WORK TO COMPLETE =>
1. Duplicate the Tundra towing thread word for word, everything from "What's the tow" down to "probably the 230.".
2. In the Tundra towing thread, what vehicle does Chabbie1 use to tow the 21rs?
3. Supply the next part of the Tundra towing thread, starting after its final sentence.

DOCUMENT EXCERPT =>
* * * * * * *

# 230rs Vs. 210rs 2003 Tundra



## EyePod (Mar 26, 2009)

Need some advice.
First time to all of this.
We have a 2003 Toyota Tundra Access cab V8
Like the bigger 230rs but wonder if the 210rs is better suited to our truck.
We plan on traveling cross country and using the storage space mostly for stuff and not a bike or atv
Thanks for you help


----------



## Dub (Dec 8, 2008)

TundraTom said:


> Need some advice.
> First time to all of this.
> We have a 2003 Toyota Tundra Access cab V8
> Like the bigger 230rs but wonder if the 210rs is better suited to our truck.
> ...


What's the tow rating on that truck? Before I got this one I used to tow a 5500lbs trailer with a V6 Tacoma and had no problems. I would think that the older Tundra could handle the 210 and probably the 230.


----------



## Drac (Apr 26, 2007)

You should be able to tow either with that truck. We have a very similiar setup. You won't win any races, that's for sure but we have never had any problems. We use the Equal-i-zer hitch.


----------



## Collinsfam_WY (Nov 9, 2006)

Since you mentioned that you will be "traveling cross country", that changes my perspective on your question. To me, that means you will be spending consecutive weeks in the OB. I'd sure consider the 250RS over either of the other two models. The side slide will *greatly* open up the interior of the camper and you (everyone) will *much happier * moving around inside. This depends on how many you are taking along with you of course but if it is just two of you, that new 260FL looks to be a very nice floorplan that can accommodate extended stays but is still a smaller bumper pull. We have the 23RS which does not have the side slide and can attest to this directly.

Get a very good hitch (ProPride is amazing as others here can attest to, Equalizer is another, which we use) and a great brake controller (Prodigy P3). If you cannot swing a new TV at this time, you might consider doing what we did and get the camper that works for you then when you can afford it, upgrade the TV in a year or two. When we bought our camper, our F150 had 80k mi. We could either buy a camper or buy a TV but not both. We wanted to camp







We sold our F150 after 2 seasons of towing and picked up the F250 which we are far happier with (and can upgrade to pretty much whatever camper we want).

-CC


----------



## Chabbie1 (Dec 3, 2006)

Sorry, our internet froze while posting and need to delete this post.


----------



## Chabbie1 (Dec 3, 2006)

Drac said:


> You should be able to tow either with that truck. We have a very similiar setup. You won't win any races, that's for sure but we have never had any problems. We use the Equal-i-zer hitch.


Like Drac said, you wont win any races!

We tow our 21rs with an 05 Sequoia and have never had any problems, of course we only do the speed limit!
Of course your tundra might be able to tow more than our sequoia, but we would not want to pull anything longer or heavier than our 21rs with our TV.
DH also put in an air intake and a new exhaust system last year before we went to Yellowstone and that has really helped too.

* * * * * * *

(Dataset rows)
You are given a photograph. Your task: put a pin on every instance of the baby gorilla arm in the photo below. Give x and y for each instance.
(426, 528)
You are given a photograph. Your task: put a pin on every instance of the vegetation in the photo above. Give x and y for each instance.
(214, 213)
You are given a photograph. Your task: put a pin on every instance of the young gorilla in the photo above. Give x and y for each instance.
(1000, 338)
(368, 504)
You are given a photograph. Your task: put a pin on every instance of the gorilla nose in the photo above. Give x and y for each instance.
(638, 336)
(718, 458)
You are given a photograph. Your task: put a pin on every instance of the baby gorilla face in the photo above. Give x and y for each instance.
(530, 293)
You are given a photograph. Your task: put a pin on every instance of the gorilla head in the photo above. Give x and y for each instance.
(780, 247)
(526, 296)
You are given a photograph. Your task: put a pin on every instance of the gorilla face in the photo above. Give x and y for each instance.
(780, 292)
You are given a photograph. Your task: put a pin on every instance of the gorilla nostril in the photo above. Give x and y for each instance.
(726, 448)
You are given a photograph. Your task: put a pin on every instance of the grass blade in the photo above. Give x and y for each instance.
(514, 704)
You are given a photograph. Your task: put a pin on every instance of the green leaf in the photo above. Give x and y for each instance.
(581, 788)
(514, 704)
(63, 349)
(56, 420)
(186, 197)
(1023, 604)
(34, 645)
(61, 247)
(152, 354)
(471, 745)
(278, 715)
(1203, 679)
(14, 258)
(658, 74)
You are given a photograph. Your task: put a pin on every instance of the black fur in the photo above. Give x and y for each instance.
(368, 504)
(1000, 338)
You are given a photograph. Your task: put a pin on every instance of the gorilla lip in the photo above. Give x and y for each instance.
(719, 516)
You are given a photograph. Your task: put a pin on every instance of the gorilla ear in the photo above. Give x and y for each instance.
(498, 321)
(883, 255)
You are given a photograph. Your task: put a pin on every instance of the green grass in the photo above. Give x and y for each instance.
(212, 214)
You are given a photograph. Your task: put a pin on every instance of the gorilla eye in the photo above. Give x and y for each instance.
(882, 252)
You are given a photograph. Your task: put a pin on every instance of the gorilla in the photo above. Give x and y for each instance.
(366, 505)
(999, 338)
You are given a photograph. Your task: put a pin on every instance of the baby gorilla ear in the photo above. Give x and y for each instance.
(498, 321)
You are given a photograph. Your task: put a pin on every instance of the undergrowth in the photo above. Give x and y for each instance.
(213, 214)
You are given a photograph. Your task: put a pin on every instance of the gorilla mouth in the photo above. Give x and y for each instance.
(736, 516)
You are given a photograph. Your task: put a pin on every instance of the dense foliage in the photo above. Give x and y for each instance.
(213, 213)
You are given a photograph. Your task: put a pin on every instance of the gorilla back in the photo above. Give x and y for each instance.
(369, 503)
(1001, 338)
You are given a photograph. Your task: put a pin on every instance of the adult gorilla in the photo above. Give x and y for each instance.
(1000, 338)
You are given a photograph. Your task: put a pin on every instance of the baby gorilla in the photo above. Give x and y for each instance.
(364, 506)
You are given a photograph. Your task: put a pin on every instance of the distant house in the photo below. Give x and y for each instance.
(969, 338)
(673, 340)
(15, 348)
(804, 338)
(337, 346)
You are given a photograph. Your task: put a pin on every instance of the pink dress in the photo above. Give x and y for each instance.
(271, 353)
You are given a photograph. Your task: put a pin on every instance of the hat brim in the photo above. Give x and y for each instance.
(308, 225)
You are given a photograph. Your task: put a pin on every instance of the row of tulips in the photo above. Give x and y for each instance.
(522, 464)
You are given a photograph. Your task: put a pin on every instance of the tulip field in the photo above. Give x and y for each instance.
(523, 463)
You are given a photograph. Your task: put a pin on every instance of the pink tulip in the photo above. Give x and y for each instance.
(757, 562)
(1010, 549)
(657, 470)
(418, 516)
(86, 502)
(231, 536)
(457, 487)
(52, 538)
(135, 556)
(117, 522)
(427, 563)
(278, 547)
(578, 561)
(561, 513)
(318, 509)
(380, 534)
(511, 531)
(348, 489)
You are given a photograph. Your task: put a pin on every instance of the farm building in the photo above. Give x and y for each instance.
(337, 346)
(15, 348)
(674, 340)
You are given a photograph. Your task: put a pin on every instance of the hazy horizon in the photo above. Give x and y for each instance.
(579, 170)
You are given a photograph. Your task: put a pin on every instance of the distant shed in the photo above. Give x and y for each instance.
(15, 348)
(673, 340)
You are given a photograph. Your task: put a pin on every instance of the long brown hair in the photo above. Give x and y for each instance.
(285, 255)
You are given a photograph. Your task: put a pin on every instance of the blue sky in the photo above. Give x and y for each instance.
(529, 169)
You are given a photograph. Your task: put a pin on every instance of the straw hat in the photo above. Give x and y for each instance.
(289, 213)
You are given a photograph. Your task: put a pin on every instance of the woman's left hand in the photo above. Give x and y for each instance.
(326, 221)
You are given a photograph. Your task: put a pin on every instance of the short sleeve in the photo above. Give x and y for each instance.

* * * * * * *

ANSWERS TO THE PROBLEMS =>
1.
What's the tow rating on that truck? Before I got this one I used to tow a 5500lbs trailer with a V6 Tacoma and had no problems. I would think that the older Tundra could handle the 210 and probably the 230.

2. An 05 Sequoia.

3.
----------



## Chabbie1 (Dec 3, 2006)

Drac said:


> You should be able to tow either with that truck. We have a very similiar setup. You won't win any races, that's for sure but we have never had any problems. We use the Equal-i-zer hitch.


Like Drac said, you wont win any races!

We tow our 21rs with an 05 Sequoia and have never had any problems, of course we only do the speed limit!
Of course your tundra might be able to tow more than our sequoia, but we would not want to pull anything longer or heavier than our 21rs with our TV.
DH also put in an air intake and a new exhaust system last year before we went to Yellowstone and that has really helped too.

Sorry, our internet froze while posting and need to delete this post.
Still having problems with this site loading very slowly!


----------



## EyePod (Mar 26, 2009)

Dub said:


> Need some advice.
> First time to all of this.
> We have a 2003 Toyota Tundra Access cab V8
> Like the bigger 230rs but wonder if the 210rs is better suited to our truck.
> ...


What's the tow rating on that truck? Before I got this one I used to tow a 5500lbs trailer with a V6 Tacoma and had no problems. I would think that the older Tundra could handle the 210 and probably the 230.
[/quote]

The Tundra has the 2UZ-FE engine and has the tow package from Toyota. The rating is 7100 lbs


----------



## EyePod (Mar 26, 2009)

collinsfam_tx said:


> Since you mentioned that you will be "traveling cross country", that changes my perspective on your question. To me, that means you will be spending consecutive weeks in the OB. I'd sure consider the 250RS over either of the other two models. The side slide will *greatly* open up the interior of the camper and you (everyone) will *much happier * moving around inside. This depends on how many you are taking along with you of course but if it is just two of you, that new 260FL looks to be a very nice floorplan that can accommodate extended stays but is still a smaller bumper pull. We have the 23RS which does not have the side slide and can attest to this directly.
> 
> Get a very good hitch (ProPride is amazing as others here can attest to, Equalizer is another, which we use) and a great brake controller (Prodigy P3). If you cannot swing a new TV at this time, you might consider doing what we did and get the camper that works for you then when you can afford it, upgrade the TV in a year or two. When we bought our camper, our F150 had 80k mi. We could either buy a camper or buy a TV but not both. We wanted to camp
> 
> ...


Thanks for the input. Funny we started out almost getting a dually and a large fifth wheeler. Then decided to rent homes in different areas for the winter and summer, returning to Cincinnati for a few months in the spring and fall. So we bought the Tundra only for transport. Then thought a small cargo trailer would be nice. Then saw the benefit of a toy hauler. Hope to keep small for now.

Will look into the hitch and brake control ..... Thanks


----------



## Dub (Dec 8, 2008)

TundraTom said:


> Thanks for the input. Funny we started out almost getting a dually and a large fifth wheeler. Then decided to rent homes in different areas for the winter and summer, returning to Cincinnati for a few months in the spring and fall. So we bought the Tundra only for transport. Then thought a small cargo trailer would be nice. Then saw the benefit of a toy hauler. Hope to keep small for now.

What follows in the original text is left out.